--- Extract to read ---

Posted on: September 29th, 2012 by Pete Agur

 

“BRIGHT, ACTION-ORIENTED PEOPLE ARE MOST COMFORTABLE WHEN THEY HAVE A SENSE OF CONTROL AND DIRECTION IN THEIR LIVES. THAT’S WHY THEY MAKE SUCH GOOD PILOTS AND MECHANICS.”

 

“A MANAGER WHO HAS MASTERED GRIPE JUDO IS ABLE TO DIVERT THE ENERGY OF THE GRIPE INTO POSITIVE ACTION ON BEHALF OF THE DEPARTMENT AND ITS CUSTOMERS.”

 

SUMMARY: Complainers can sap the enthusiasm and teamwork—the life—out of a once-cohesive aviation department. But for a manager to ignore, reject, or actively fight the griping and the griper is a losing proposition for all. The more productive approach is to see most griping for what it is—frustration by action-oriented people—and invest the complainer with the responsibility to help facilitate positive change.

 

“What’s your gripe?” Sounds like a game show, doesn’t it? In fact, it is one of the most challenging games managers get to play—whether you want to or not! What are the rules? Who starts the game? How do you win? If you don’t know the answers to these questions, you and your department are sure to lose, big time!

 

Gripe is a game the whole aviation department family can play. And, flight crew members have a reputation of taking it to its highest levels.

 

But, do flight crew members really complain that much? Some do. Some don’t. However, enough do that their reputation is well known. The evidence is abundant. A few examples of how commonplace griping has become include:

 

  • Technicians get descriptions of aircraft problems from the flight crews on a “squawk” or “gripe” sheet.

 

  • Many schedulers and dispatchers have a sign posted by their desks with the word “Whining” in a big circle with a diagonal red line through it.

 

  • Flight attendants ask the riddle, “What is the difference between a jet engine and a pilot? Answer: The jet engine quits whining when it arrives at the airport.”

 

So why do some pilots gripe so much? It may be industry endemic. Aviation attracts very bright people who are action-oriented. In addition, many aviation professionals are perfectionists. As a result, they can be extremely good at identifying what is “wrong,” at least from their perspective.

 

Put two of these folks together for long hours in a small arena, like a cockpit or an FBO waiting room, and you have the ingredients for a great game of Gripe. They can use those oodles of hours to hash over their managers’ every action and decision (or inaction or non-decision). So, you could be easy meat for these pros.

 

But it can be to your benefit that your people are always looking for better ways to do things. If you win the Gripe game you can harness the most powerful resource you have: a group of great people working together to create wonderful results.

 

Some managers set themselves up to lose the Gripe game from the beginning. They try to avoid playing the Gripe game in any form. They think if they ignore it, the griping will go away. Wrong! Once you have been struck with the gauntlet of a gripe a response is required. Otherwise, the griper wins by default. Worse yet, you lose… the respect, the commitment, and the support of not only the griper, but of the whole group.

 

But there is a secret weapon you can use in Gripe. I call it Gripe Judo. A manager who has mastered Gripe Judo is able to divert the energy of the gripe into positive action on behalf of the department and its customers.

--- Data section ---

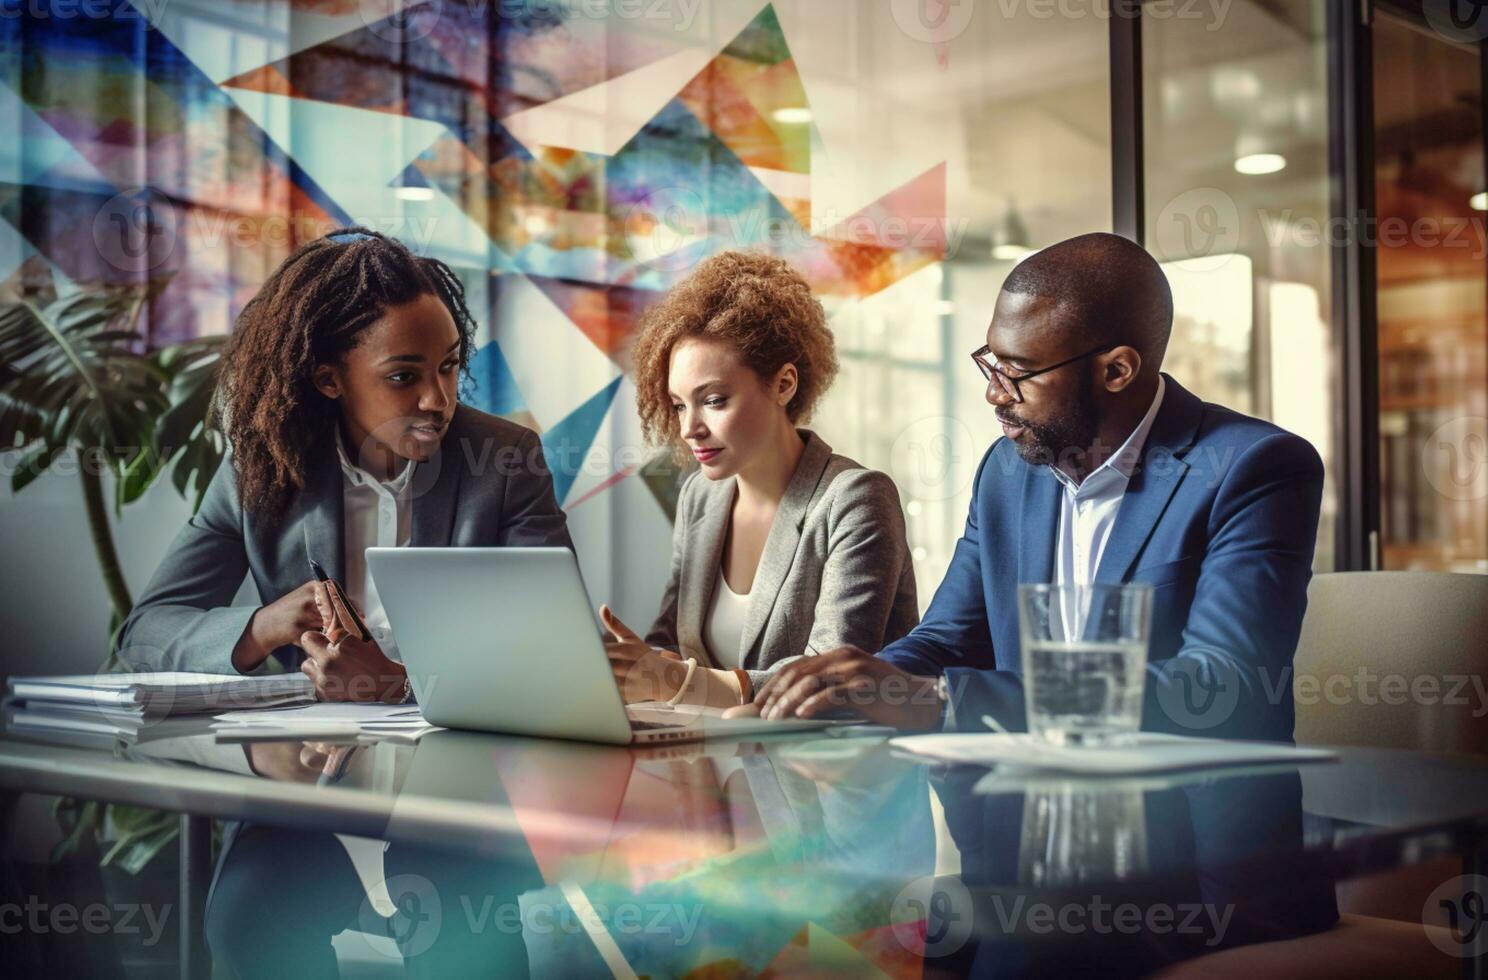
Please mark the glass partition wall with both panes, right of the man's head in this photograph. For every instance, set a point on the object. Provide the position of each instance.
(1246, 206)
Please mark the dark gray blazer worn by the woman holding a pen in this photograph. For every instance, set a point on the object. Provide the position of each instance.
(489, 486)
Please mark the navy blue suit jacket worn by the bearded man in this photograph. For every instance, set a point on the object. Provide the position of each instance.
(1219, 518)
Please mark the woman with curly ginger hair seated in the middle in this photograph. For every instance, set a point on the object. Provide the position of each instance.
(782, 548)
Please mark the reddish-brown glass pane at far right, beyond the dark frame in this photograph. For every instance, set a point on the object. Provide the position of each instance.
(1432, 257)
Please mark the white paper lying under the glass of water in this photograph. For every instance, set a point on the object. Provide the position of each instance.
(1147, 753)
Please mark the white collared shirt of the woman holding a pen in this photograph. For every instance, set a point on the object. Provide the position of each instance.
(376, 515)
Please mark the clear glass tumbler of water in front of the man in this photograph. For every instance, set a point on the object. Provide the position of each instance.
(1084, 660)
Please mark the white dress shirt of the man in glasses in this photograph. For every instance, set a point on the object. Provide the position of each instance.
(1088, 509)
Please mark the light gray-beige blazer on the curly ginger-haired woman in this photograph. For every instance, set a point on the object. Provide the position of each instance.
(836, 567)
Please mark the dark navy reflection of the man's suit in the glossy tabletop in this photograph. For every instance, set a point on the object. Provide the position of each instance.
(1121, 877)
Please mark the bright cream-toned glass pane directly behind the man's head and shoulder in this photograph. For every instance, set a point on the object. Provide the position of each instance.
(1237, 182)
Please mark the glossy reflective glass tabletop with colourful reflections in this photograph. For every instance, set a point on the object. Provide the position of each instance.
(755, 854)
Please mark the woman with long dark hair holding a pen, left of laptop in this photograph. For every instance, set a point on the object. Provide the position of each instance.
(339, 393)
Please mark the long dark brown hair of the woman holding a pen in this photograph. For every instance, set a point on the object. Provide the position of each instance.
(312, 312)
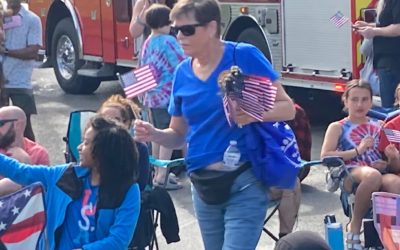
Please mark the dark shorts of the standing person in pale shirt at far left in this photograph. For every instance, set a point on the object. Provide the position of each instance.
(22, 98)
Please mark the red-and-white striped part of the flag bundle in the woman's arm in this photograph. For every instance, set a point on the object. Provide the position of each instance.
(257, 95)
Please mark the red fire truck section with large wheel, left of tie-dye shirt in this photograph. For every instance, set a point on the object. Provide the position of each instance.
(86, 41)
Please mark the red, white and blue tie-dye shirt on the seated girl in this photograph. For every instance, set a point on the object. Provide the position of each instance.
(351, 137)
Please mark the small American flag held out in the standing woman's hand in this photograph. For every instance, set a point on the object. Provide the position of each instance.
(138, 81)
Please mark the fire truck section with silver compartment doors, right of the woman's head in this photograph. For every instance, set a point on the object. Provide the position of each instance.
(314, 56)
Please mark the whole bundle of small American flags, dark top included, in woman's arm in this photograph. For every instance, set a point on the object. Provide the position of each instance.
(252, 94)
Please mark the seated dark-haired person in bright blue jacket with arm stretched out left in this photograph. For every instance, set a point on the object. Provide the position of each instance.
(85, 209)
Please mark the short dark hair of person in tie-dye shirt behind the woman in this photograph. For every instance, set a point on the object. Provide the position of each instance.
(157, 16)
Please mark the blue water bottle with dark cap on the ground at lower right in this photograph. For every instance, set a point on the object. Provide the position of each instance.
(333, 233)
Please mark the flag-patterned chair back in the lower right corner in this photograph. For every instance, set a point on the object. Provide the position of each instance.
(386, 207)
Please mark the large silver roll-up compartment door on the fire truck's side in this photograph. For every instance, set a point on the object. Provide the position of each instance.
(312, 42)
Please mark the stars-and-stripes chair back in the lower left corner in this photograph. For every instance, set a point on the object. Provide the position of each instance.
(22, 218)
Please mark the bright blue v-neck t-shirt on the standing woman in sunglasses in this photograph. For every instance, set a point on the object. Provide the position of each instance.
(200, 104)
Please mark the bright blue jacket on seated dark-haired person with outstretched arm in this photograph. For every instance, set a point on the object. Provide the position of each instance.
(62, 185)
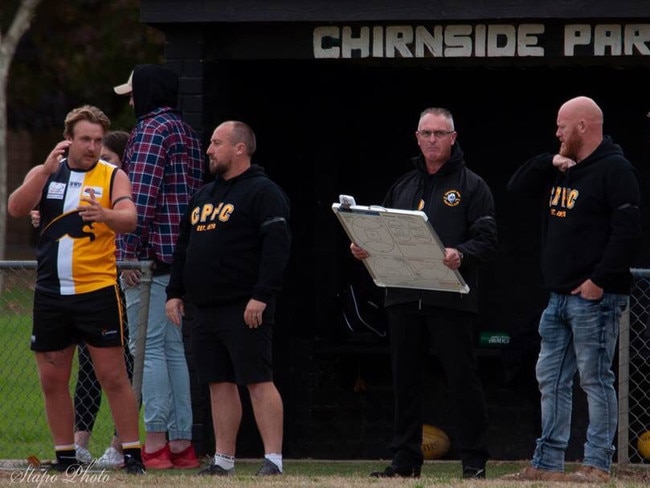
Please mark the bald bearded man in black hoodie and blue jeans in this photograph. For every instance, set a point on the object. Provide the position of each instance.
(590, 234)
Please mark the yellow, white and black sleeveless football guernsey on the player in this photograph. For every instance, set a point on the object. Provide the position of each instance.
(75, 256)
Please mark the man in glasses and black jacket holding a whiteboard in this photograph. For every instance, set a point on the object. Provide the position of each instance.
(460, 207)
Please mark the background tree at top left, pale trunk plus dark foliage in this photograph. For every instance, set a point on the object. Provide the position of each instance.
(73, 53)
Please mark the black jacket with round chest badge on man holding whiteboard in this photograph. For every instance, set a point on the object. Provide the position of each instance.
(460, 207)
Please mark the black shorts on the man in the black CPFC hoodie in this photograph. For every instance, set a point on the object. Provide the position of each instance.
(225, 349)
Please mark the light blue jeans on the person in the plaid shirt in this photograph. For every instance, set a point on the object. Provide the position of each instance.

---

- [What you need to do]:
[a] Please answer these about the article on griping:
(i) What word appears in a big circle with a red line through it on signs by some schedulers' and dispatchers' desks?
(ii) Besides being bright and action-oriented, what are many aviation professionals said to be?
(iii) What does the author call the secret weapon a manager can use in Gripe?
[b] Carry the article on griping forward from its last sentence.
The rows aren't needed for any of this.

- [Responses to the tasks]:
[a]
(i) "Whining"
(ii) Perfectionists
(iii) Gripe Judo

[b]
 

For you to be prepared to win Gripe, you must understand its fundamentals and know the profile of some of the players. There are several variations to the game. Let’s take a look at how they differ, and how you can apply Gripe Judo to win each one.

 

Gripe 1.0

Dawdler Dan, manager of aviation, recently successfully ushered his aviation department through dramatic startup. They established a four-aircraft operation over a three-year period. He did a great job of orchestrating the purchase and delivery of $70 million worth of aircraft, hiring 30 professionals to fly and maintain them, and overseeing the construction of a beautiful new facility to house them all. Two years later the trouble started. The “troops” began to gripe.

 

The aviation department’s management team (Dan and two long-time friends and former co-workers) blamed the noise on the youngsters’ lack of a hard work ethic. And, said the managers among themselves, the Newbies obviously didn’t have the benefit of long years of exposure to a successful department’s historic culture of  teamwork. In other words, the Newbies were griping about the Oldies and the Oldies were griping about the Newbies. They had entered into a Gripe death spiral. There was only one way out: Break the cycle.

When a business or department is started or goes through dramatic change, as did Dan’s, it is easy for the appointed leader to rally the troops to his or her self-defined goals and objectives. That is the power of entrepreneurial leadership. But as the staff members begin to get comfortable with the changes, they will want their own turn at the controls, too. If you, as their leader, are slow in giving them more control, the team will naturally begin to critique your decisions and performance. It is the most common and innocent version of Gripe. It is caused by lagging leadership.

 

As a leader, Dawdler Dan actually set Gripe into motion by not staying ahead of his people’s needs for personal participation. If a group of bright people is asked only to make takeoffs equal landings, they will not be satisfied. Most aviation professionals are highly motivated service providers. If their leader provides them with no direction, they will start promoting their own approaches and looking for support and recognition.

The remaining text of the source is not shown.